Pointing records
--- Start ---

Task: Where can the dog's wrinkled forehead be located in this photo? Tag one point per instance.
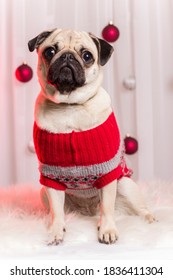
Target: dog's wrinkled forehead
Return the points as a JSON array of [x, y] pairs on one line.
[[69, 40]]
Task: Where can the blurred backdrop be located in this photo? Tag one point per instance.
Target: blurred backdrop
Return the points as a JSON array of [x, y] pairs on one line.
[[139, 78]]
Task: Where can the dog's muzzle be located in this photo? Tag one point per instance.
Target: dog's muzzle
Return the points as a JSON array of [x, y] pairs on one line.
[[66, 73]]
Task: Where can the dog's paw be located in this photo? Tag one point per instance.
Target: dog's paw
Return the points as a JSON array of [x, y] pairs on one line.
[[56, 235], [107, 232]]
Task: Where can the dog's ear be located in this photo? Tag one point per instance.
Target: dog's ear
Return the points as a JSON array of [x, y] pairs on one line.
[[35, 42], [104, 49]]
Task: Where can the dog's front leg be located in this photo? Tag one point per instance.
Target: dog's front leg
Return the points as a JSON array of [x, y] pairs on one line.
[[57, 226], [107, 228]]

--- End ---

*Given exercise*
All of the entries above should be copied exactly, except for the pictures.

*Task output*
Task: Where can the dog's wrinkled forehead be located in this photo? Tag one point per instance.
Target: dog's wrinkled forehead
Return the points as a JSON array of [x, y] pairs on one line.
[[69, 40]]
Task: Where can the blurred backdrop be located in this photo? Tag one point per instance.
Target: blurred backdrop
Return the points as a JSON array of [x, y] pairs on one line.
[[139, 78]]
Task: Where can the dog's muzzle be located in this photo? Tag one point per instance.
Target: dog's muzzle
Return the points as a JSON array of [x, y] pairs on one line.
[[66, 73]]
Task: Where can the dog's paw be located in this photo? Tag one point per instance.
Target: dog's paw
Return the points as a JSON array of [x, y] pairs on one line.
[[56, 235], [107, 232]]
Task: Where can the dog's ear be located in this photo? Tag one point per instance.
Target: dog's ear
Return the points as a JSON array of [x, y] pairs on one line.
[[35, 42], [104, 49]]
Task: Where can the dog's front leg be located in this photo? Tag one point per instance.
Target: dog's front leg
Return the points as a JSON array of [x, y] pairs on one line.
[[57, 226], [107, 228]]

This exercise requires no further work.